• [Work task]
All lines of the material that contain "below" must be copied out.
[Start of Attachment]
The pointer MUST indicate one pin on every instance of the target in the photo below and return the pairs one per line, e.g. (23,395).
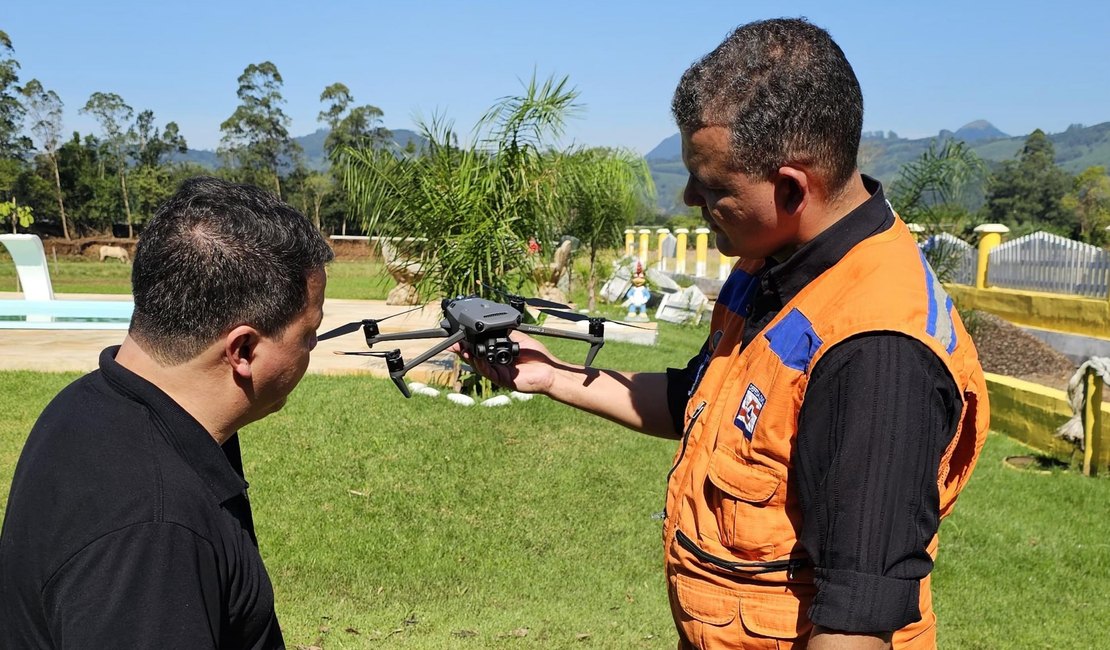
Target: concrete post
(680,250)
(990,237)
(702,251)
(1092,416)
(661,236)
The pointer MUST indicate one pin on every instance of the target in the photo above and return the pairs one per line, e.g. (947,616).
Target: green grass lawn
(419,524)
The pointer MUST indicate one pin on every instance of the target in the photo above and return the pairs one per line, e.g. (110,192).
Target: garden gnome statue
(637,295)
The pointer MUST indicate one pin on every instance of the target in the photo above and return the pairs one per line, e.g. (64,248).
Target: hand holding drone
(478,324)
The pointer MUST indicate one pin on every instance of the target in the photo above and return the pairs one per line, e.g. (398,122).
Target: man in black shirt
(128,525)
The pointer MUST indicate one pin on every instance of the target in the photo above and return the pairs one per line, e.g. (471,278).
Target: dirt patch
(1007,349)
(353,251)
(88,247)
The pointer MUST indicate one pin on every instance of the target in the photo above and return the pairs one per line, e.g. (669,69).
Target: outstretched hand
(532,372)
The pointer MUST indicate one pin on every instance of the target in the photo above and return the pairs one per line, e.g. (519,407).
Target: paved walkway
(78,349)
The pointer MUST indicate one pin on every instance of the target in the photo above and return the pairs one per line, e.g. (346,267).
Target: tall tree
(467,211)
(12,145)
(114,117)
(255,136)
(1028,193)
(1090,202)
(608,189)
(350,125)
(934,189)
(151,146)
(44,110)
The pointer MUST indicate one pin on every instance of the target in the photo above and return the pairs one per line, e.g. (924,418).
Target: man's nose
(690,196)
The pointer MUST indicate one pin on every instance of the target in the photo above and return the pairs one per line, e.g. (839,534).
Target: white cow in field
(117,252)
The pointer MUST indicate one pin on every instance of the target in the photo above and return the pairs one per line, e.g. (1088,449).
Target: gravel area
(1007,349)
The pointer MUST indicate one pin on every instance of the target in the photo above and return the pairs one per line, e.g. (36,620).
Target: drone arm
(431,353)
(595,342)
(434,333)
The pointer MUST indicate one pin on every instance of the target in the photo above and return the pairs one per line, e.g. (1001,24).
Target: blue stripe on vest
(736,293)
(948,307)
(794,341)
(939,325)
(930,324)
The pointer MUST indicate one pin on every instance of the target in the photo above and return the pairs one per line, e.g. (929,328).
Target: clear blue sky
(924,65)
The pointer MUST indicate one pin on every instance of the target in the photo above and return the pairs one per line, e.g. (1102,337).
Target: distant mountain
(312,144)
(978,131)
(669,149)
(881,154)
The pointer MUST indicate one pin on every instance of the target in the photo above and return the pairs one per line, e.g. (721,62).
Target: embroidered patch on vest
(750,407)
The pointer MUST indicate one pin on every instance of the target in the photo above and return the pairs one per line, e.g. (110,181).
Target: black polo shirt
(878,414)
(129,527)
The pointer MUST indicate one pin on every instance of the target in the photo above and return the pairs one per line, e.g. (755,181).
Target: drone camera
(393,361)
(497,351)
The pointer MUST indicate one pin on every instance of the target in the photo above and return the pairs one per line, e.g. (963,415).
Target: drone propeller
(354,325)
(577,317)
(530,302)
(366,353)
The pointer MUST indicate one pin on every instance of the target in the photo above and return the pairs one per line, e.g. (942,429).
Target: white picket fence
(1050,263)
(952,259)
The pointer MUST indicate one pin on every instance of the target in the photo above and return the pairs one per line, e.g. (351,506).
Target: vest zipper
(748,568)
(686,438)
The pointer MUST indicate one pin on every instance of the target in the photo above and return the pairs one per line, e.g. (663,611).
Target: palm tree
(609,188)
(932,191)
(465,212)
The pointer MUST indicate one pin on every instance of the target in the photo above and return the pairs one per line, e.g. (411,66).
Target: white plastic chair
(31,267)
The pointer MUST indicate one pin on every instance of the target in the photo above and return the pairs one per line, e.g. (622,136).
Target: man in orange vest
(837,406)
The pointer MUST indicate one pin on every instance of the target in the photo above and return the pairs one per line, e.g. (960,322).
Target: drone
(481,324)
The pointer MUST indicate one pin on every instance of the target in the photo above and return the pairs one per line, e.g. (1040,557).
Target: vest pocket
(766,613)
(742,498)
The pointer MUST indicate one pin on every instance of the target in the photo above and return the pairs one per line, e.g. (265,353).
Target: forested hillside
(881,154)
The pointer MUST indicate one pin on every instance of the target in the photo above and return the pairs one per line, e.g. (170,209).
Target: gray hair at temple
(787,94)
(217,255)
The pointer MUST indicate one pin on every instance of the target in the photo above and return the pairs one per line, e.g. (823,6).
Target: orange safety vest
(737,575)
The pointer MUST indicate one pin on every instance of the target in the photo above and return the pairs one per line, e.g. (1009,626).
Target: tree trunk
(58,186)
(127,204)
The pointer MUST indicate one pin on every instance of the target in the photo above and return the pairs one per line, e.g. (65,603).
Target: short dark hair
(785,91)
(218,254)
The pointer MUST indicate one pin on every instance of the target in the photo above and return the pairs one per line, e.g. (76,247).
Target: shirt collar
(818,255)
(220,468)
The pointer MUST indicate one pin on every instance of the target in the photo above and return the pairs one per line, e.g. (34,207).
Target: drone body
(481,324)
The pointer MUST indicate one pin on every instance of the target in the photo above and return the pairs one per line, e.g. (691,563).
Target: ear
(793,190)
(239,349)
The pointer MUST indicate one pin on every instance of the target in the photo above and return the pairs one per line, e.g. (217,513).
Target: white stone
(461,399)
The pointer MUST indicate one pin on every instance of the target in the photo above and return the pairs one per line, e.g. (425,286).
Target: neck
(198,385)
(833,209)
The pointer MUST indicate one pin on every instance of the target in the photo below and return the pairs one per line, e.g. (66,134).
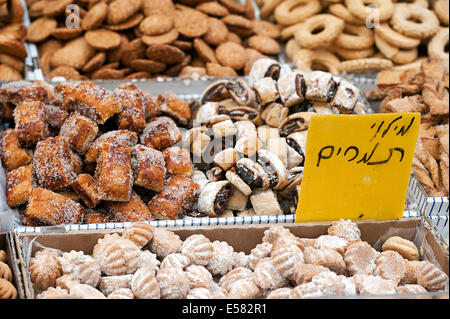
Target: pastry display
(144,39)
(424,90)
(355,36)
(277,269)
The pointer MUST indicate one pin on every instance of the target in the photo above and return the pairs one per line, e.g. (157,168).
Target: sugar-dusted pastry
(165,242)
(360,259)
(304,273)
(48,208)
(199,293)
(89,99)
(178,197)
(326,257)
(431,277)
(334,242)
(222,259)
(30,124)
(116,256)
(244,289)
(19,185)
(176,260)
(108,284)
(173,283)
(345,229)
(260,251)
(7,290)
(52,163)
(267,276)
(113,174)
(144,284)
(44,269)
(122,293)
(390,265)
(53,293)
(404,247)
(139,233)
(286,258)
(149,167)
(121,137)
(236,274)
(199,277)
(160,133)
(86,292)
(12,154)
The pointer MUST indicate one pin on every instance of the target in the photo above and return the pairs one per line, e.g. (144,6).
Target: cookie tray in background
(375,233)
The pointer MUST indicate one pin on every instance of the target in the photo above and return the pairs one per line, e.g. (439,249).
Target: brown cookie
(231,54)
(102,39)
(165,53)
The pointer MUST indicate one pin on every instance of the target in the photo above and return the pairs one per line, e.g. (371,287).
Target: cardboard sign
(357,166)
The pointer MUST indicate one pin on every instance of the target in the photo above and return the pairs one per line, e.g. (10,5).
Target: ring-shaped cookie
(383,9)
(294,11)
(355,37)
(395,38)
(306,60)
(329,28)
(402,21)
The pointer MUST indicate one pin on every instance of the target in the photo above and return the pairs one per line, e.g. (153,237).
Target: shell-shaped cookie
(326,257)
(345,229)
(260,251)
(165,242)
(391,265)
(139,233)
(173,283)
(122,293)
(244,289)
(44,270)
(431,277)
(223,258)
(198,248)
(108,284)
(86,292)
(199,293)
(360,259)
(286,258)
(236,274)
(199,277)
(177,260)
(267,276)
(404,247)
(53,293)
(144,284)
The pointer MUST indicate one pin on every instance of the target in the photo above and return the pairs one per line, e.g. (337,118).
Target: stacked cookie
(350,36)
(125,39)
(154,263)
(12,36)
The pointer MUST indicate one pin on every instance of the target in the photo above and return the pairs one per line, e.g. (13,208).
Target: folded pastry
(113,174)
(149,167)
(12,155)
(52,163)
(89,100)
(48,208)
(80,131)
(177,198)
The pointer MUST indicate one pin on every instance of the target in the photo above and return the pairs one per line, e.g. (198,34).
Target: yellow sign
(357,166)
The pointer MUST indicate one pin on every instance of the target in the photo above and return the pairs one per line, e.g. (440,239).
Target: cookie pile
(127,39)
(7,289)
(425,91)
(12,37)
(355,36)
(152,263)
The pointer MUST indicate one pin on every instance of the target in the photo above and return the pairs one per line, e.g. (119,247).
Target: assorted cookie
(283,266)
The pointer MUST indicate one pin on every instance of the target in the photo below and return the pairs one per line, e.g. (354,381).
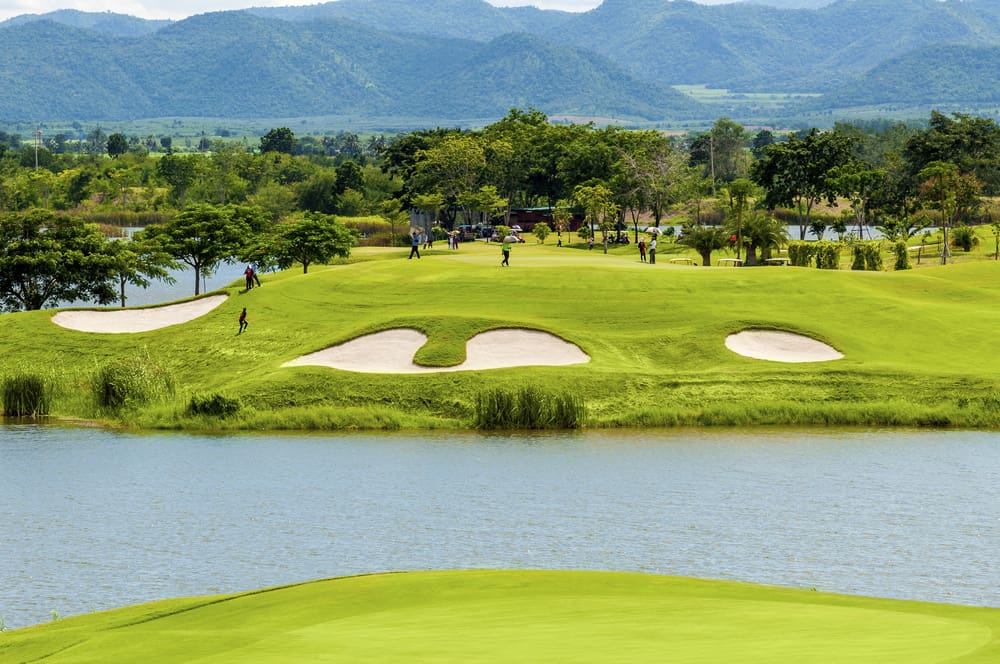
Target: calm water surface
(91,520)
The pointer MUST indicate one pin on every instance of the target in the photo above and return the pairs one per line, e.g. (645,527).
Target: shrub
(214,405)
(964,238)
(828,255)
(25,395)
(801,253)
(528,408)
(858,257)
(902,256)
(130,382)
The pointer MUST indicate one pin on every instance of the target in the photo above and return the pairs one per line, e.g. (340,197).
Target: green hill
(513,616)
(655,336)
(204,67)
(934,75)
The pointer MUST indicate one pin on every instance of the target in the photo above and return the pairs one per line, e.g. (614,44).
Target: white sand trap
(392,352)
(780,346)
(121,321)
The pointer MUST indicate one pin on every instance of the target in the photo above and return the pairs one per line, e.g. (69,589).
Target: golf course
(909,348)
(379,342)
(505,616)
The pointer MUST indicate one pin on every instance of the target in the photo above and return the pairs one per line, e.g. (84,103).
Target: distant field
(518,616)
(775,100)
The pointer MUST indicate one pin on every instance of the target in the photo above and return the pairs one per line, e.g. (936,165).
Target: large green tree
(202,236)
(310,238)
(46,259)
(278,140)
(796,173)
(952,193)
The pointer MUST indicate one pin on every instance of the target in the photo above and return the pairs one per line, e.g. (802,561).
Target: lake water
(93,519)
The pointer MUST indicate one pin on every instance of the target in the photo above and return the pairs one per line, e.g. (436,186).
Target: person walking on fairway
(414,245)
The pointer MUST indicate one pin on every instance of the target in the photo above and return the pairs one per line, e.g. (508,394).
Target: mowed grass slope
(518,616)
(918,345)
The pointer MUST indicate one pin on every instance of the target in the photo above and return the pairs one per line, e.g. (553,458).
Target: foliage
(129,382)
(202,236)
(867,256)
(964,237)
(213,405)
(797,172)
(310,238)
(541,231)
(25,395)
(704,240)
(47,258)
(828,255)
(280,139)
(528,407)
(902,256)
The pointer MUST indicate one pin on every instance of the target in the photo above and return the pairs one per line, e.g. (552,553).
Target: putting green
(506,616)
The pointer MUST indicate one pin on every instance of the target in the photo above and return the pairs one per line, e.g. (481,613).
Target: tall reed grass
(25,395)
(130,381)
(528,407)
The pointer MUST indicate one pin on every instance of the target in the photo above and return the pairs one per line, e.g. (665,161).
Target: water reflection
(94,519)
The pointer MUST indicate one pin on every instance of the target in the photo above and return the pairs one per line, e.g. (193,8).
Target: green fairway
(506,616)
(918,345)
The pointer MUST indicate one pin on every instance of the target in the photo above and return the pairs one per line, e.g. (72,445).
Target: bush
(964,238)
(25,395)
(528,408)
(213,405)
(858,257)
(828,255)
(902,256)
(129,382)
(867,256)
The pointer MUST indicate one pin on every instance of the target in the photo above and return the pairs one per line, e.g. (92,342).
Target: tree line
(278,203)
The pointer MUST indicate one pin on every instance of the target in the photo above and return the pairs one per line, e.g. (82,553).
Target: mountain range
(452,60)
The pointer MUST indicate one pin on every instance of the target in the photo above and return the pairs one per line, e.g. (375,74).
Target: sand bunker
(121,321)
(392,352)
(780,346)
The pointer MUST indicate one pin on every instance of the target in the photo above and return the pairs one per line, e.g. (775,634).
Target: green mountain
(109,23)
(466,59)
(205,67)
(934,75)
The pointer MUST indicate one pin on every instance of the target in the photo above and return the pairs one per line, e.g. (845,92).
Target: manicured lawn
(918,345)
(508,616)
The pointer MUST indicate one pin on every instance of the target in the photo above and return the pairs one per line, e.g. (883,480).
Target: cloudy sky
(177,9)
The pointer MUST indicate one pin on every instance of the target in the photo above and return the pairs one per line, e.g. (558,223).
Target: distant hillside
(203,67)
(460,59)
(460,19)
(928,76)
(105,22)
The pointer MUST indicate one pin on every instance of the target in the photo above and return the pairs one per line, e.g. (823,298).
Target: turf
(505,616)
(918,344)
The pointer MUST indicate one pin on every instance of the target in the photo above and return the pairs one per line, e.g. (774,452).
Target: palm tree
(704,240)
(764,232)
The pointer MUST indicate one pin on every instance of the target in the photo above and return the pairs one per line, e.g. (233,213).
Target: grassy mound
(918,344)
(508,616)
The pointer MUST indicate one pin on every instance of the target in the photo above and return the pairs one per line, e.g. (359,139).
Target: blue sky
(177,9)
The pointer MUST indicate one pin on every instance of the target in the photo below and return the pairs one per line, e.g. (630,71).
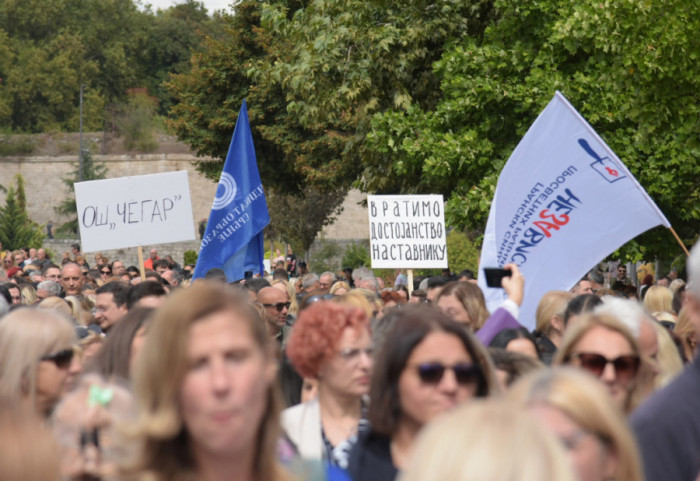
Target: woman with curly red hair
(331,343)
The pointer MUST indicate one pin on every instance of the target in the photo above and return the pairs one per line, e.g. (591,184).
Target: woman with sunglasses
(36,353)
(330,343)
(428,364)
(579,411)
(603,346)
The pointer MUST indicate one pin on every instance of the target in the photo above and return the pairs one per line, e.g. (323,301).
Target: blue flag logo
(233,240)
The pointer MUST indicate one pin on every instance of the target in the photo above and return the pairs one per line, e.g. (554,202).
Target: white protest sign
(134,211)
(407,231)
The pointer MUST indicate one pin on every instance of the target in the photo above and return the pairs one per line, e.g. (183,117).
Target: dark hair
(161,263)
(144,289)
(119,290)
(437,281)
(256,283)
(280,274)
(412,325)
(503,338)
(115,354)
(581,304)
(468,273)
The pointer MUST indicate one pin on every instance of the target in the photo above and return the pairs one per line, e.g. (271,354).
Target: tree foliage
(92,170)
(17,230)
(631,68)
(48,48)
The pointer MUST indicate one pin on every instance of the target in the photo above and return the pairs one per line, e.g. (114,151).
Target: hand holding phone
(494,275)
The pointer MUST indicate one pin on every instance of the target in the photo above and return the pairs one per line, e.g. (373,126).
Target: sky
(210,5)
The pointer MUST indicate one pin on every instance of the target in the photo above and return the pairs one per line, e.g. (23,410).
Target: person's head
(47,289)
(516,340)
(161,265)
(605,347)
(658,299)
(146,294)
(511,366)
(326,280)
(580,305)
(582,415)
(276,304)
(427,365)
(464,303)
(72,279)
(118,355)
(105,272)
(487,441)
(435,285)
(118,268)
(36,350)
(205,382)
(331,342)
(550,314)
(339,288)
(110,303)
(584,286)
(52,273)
[End of Attachment]
• [Problem solution]
The pointer MUST indicate one pin on every instance of the target in the photo below and return the pairs one per line, e.g. (23,395).
The pointer MUST indicate one pin on every instance of the target in the photo below and return the pairs one per line, e.g. (66,134).
The pointer MUST indicate one pin on every instance of the target in the photo below and return the pairs one per line, e.g. (354,381).
The pointer MUST indicate one pin on every instance of the target in the photo below and return the pairs one per line, e.g. (630,71).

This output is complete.